> _Task directions_: The material below holds a span beginning at the line with "Segment green turf" and ending at the line with "Segment white football glove". Quote that span exactly, both ends included, and only that span.

+ + + +

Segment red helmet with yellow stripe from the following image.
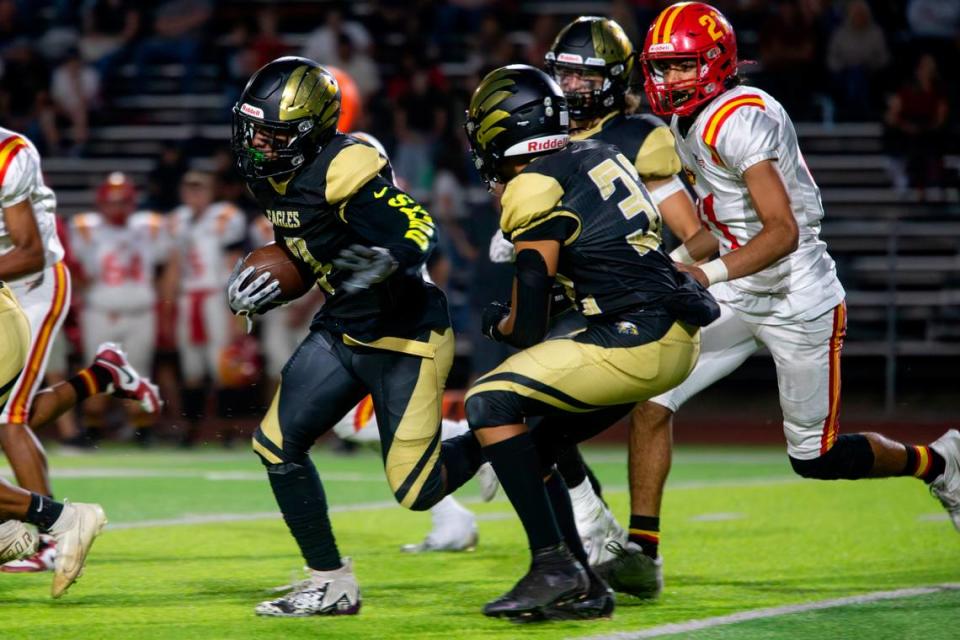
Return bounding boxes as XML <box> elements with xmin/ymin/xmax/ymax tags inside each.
<box><xmin>640</xmin><ymin>2</ymin><xmax>737</xmax><ymax>117</ymax></box>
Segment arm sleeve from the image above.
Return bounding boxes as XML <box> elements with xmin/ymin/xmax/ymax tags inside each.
<box><xmin>340</xmin><ymin>176</ymin><xmax>437</xmax><ymax>270</ymax></box>
<box><xmin>714</xmin><ymin>106</ymin><xmax>780</xmax><ymax>174</ymax></box>
<box><xmin>0</xmin><ymin>148</ymin><xmax>37</xmax><ymax>208</ymax></box>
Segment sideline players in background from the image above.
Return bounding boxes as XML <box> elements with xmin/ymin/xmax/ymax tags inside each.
<box><xmin>462</xmin><ymin>64</ymin><xmax>718</xmax><ymax>621</ymax></box>
<box><xmin>69</xmin><ymin>172</ymin><xmax>170</xmax><ymax>445</ymax></box>
<box><xmin>617</xmin><ymin>0</ymin><xmax>960</xmax><ymax>597</ymax></box>
<box><xmin>163</xmin><ymin>170</ymin><xmax>246</xmax><ymax>446</ymax></box>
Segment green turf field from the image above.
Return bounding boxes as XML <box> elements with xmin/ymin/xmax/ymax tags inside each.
<box><xmin>2</xmin><ymin>445</ymin><xmax>958</xmax><ymax>639</ymax></box>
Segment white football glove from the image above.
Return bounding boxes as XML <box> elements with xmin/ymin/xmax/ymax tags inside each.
<box><xmin>333</xmin><ymin>244</ymin><xmax>398</xmax><ymax>294</ymax></box>
<box><xmin>226</xmin><ymin>259</ymin><xmax>281</xmax><ymax>316</ymax></box>
<box><xmin>488</xmin><ymin>229</ymin><xmax>515</xmax><ymax>264</ymax></box>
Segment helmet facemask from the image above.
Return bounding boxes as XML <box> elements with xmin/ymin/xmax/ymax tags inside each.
<box><xmin>643</xmin><ymin>46</ymin><xmax>733</xmax><ymax>117</ymax></box>
<box><xmin>231</xmin><ymin>108</ymin><xmax>317</xmax><ymax>179</ymax></box>
<box><xmin>547</xmin><ymin>63</ymin><xmax>615</xmax><ymax>122</ymax></box>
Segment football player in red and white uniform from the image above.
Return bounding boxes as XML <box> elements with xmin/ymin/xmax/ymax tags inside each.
<box><xmin>605</xmin><ymin>1</ymin><xmax>960</xmax><ymax>595</ymax></box>
<box><xmin>69</xmin><ymin>172</ymin><xmax>170</xmax><ymax>442</ymax></box>
<box><xmin>0</xmin><ymin>126</ymin><xmax>73</xmax><ymax>570</ymax></box>
<box><xmin>164</xmin><ymin>171</ymin><xmax>247</xmax><ymax>445</ymax></box>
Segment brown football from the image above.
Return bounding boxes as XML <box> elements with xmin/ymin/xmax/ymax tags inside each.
<box><xmin>241</xmin><ymin>242</ymin><xmax>313</xmax><ymax>302</ymax></box>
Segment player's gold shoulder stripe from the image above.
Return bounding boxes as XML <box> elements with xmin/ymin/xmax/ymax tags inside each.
<box><xmin>325</xmin><ymin>143</ymin><xmax>387</xmax><ymax>205</ymax></box>
<box><xmin>500</xmin><ymin>172</ymin><xmax>564</xmax><ymax>238</ymax></box>
<box><xmin>0</xmin><ymin>136</ymin><xmax>27</xmax><ymax>185</ymax></box>
<box><xmin>635</xmin><ymin>126</ymin><xmax>681</xmax><ymax>180</ymax></box>
<box><xmin>702</xmin><ymin>95</ymin><xmax>765</xmax><ymax>147</ymax></box>
<box><xmin>570</xmin><ymin>112</ymin><xmax>618</xmax><ymax>141</ymax></box>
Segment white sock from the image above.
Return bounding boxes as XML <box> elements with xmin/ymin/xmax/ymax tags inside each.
<box><xmin>429</xmin><ymin>495</ymin><xmax>465</xmax><ymax>517</ymax></box>
<box><xmin>568</xmin><ymin>478</ymin><xmax>601</xmax><ymax>507</ymax></box>
<box><xmin>440</xmin><ymin>418</ymin><xmax>469</xmax><ymax>440</ymax></box>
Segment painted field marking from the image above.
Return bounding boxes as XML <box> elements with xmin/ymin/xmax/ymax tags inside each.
<box><xmin>99</xmin><ymin>477</ymin><xmax>802</xmax><ymax>529</ymax></box>
<box><xmin>573</xmin><ymin>583</ymin><xmax>960</xmax><ymax>640</ymax></box>
<box><xmin>689</xmin><ymin>512</ymin><xmax>743</xmax><ymax>522</ymax></box>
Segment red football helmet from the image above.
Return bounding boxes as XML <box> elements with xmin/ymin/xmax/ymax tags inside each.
<box><xmin>96</xmin><ymin>171</ymin><xmax>137</xmax><ymax>225</ymax></box>
<box><xmin>640</xmin><ymin>2</ymin><xmax>738</xmax><ymax>117</ymax></box>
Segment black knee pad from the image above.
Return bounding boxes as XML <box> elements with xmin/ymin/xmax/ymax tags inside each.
<box><xmin>789</xmin><ymin>434</ymin><xmax>875</xmax><ymax>480</ymax></box>
<box><xmin>465</xmin><ymin>390</ymin><xmax>523</xmax><ymax>429</ymax></box>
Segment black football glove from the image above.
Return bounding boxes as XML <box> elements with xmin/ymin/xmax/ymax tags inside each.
<box><xmin>332</xmin><ymin>244</ymin><xmax>399</xmax><ymax>294</ymax></box>
<box><xmin>481</xmin><ymin>301</ymin><xmax>511</xmax><ymax>342</ymax></box>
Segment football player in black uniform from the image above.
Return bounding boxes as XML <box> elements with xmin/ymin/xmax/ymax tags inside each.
<box><xmin>463</xmin><ymin>64</ymin><xmax>718</xmax><ymax>621</ymax></box>
<box><xmin>228</xmin><ymin>57</ymin><xmax>483</xmax><ymax>617</ymax></box>
<box><xmin>542</xmin><ymin>15</ymin><xmax>708</xmax><ymax>597</ymax></box>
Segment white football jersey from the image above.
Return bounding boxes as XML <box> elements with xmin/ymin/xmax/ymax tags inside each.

+ + + +

> _Response to this exercise_:
Segment green turf field from the image above.
Return bounding boxes as XML <box> elements with xmin/ymin/xmax/ymax tags inside each.
<box><xmin>2</xmin><ymin>445</ymin><xmax>958</xmax><ymax>639</ymax></box>
Segment white football glove from the image above.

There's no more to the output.